# Work instructions
Nothing in the records should differ when they are repeated. Restate them word for word.
##### Information shown
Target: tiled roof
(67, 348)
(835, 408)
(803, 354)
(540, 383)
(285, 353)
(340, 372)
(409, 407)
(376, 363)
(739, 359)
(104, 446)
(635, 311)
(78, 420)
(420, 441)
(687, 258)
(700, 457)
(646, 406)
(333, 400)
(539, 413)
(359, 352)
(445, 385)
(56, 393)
##########
# Result
Target: tiled roof
(67, 348)
(835, 408)
(803, 354)
(540, 383)
(285, 353)
(340, 372)
(409, 407)
(376, 363)
(739, 359)
(104, 446)
(635, 311)
(78, 420)
(420, 441)
(687, 258)
(700, 457)
(646, 406)
(333, 400)
(539, 413)
(359, 352)
(445, 385)
(56, 393)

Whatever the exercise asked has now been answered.